# Text block:

#####

Expect more bargains in the future. For now, here are my top 15 pinots under $50.


$40 to $50

2014 Kelley Fox Momtazi Vineyard Pinot Noir: This boutique Oregon producer sources grapes from top vineyards for her pinots. This one has the kind of power and mineral elegance you find in one from Burgundy’s Nuits St. Georges.

2014 Two Paddocks Pinot Noir: Most celebrities make pretty ordinary wines. Jurassic Park star Sam Neill, owner of this New Zealand winery in Central Otago, is a major exception. His flagship wine, a blend of four organic vineyards, is full and savory, with intense fruit flavors.

2014 Domaine de la Cote Santa Rita Hills Pinot Noir: You’ll see this pinot, a partnership of sommelier Raj Parr and famed winemaker Sashi Moorman, on a lot of Manhattan wine lists. It’s light and graceful, reflecting the winery’s house style and its cool microclimate in the Santa Rita Hills.

2014 Flowers Winery Pinot Noir: Steep, twisting roads lead to this winery 1,500 feet above sea level on the Sonoma coast. Cool winds off the Pacific preserve the bright acidity while the warm 2014 growing season gave this wine a taste of rich, dark cherries and a lush texture.


2014 Domaine Drouhin Pinot Noir: Dundee Hills Well-known Burgundy negociant Maison Joseph Drouhin was the first French producer to buy vineyard land in Oregon, and 2017 is the winery’s 30th anniversary. Its basic pinot, from a fine, exuberant vintage, is a heady mix of ripe fruit and savory cherry notes.

#####

Dataset items:
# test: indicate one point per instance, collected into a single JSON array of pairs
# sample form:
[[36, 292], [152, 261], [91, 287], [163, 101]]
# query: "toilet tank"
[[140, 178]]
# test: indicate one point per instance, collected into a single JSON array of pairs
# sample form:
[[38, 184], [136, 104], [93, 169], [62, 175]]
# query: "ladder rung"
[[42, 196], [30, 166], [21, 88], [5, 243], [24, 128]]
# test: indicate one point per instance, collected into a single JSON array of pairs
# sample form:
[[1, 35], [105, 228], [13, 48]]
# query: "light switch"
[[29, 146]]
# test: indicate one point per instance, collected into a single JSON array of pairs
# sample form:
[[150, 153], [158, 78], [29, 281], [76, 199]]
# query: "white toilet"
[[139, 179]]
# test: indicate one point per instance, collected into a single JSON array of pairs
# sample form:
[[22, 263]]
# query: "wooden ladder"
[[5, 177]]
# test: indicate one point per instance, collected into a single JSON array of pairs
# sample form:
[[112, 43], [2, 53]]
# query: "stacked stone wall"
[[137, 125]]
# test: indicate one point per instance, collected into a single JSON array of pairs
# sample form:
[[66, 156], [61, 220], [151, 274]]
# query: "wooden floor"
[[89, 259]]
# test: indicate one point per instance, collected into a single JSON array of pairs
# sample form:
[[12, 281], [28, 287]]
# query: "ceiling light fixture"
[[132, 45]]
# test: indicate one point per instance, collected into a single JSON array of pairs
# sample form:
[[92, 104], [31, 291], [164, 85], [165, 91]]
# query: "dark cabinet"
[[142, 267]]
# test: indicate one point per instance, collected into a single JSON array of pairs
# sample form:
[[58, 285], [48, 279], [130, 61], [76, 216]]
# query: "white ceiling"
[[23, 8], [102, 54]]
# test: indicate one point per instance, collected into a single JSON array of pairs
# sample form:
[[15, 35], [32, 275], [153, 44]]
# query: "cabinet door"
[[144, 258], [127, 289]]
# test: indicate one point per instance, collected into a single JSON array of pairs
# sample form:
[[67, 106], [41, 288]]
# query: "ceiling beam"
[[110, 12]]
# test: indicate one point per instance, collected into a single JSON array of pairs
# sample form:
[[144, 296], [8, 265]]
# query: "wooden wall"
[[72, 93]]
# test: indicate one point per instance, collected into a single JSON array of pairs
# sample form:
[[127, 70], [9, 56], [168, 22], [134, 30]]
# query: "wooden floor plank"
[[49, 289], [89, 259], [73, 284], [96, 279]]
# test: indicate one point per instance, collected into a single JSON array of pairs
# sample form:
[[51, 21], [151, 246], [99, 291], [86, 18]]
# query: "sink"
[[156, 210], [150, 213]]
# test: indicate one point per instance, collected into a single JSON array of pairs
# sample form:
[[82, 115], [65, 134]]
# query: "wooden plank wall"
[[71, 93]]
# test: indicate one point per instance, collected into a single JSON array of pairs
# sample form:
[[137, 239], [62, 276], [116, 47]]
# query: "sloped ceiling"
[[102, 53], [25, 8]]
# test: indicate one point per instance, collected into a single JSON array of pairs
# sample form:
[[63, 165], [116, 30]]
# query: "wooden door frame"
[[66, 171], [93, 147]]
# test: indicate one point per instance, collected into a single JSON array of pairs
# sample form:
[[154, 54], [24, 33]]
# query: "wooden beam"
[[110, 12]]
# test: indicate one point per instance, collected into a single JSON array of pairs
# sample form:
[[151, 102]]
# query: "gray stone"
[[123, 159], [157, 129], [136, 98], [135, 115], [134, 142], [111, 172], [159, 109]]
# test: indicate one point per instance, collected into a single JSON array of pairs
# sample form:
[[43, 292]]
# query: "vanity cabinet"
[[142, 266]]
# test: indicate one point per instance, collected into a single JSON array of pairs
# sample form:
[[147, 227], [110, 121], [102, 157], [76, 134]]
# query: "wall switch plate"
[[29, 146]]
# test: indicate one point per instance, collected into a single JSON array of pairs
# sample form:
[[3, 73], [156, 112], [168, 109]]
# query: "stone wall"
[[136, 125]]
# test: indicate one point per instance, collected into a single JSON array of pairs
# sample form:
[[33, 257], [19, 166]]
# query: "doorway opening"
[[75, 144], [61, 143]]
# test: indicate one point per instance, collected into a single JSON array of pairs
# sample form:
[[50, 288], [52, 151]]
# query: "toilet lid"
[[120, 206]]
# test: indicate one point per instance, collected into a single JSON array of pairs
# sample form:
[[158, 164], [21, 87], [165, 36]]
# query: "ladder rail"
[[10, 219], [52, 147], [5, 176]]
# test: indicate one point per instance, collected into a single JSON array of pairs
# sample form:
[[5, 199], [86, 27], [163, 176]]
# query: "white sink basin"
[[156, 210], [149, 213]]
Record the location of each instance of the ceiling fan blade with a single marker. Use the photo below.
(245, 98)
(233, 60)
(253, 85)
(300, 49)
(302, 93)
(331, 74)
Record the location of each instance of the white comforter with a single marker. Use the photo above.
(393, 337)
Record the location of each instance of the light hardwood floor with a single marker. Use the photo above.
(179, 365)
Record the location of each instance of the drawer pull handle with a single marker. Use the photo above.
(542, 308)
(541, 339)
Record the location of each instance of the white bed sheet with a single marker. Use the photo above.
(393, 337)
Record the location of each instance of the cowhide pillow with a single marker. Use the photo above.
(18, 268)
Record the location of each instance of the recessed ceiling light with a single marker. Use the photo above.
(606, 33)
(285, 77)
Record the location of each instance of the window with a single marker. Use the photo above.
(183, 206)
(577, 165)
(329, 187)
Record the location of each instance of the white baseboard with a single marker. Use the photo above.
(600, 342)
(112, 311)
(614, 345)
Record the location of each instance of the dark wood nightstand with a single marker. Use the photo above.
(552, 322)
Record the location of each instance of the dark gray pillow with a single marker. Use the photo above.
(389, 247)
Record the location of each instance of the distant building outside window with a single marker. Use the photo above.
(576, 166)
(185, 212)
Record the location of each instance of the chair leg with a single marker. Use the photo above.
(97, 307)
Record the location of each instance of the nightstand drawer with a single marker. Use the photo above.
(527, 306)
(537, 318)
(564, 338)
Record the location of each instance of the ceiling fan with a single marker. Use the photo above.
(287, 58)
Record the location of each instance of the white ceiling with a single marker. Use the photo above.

#####

# Problem details:
Reproduce the passage of the pinot noir list above from "Expect more bargains" up to and including "intense fruit flavors.".

# The answer:
Expect more bargains in the future. For now, here are my top 15 pinots under $50.


$40 to $50

2014 Kelley Fox Momtazi Vineyard Pinot Noir: This boutique Oregon producer sources grapes from top vineyards for her pinots. This one has the kind of power and mineral elegance you find in one from Burgundy’s Nuits St. Georges.

2014 Two Paddocks Pinot Noir: Most celebrities make pretty ordinary wines. Jurassic Park star Sam Neill, owner of this New Zealand winery in Central Otago, is a major exception. His flagship wine, a blend of four organic vineyards, is full and savory, with intense fruit flavors.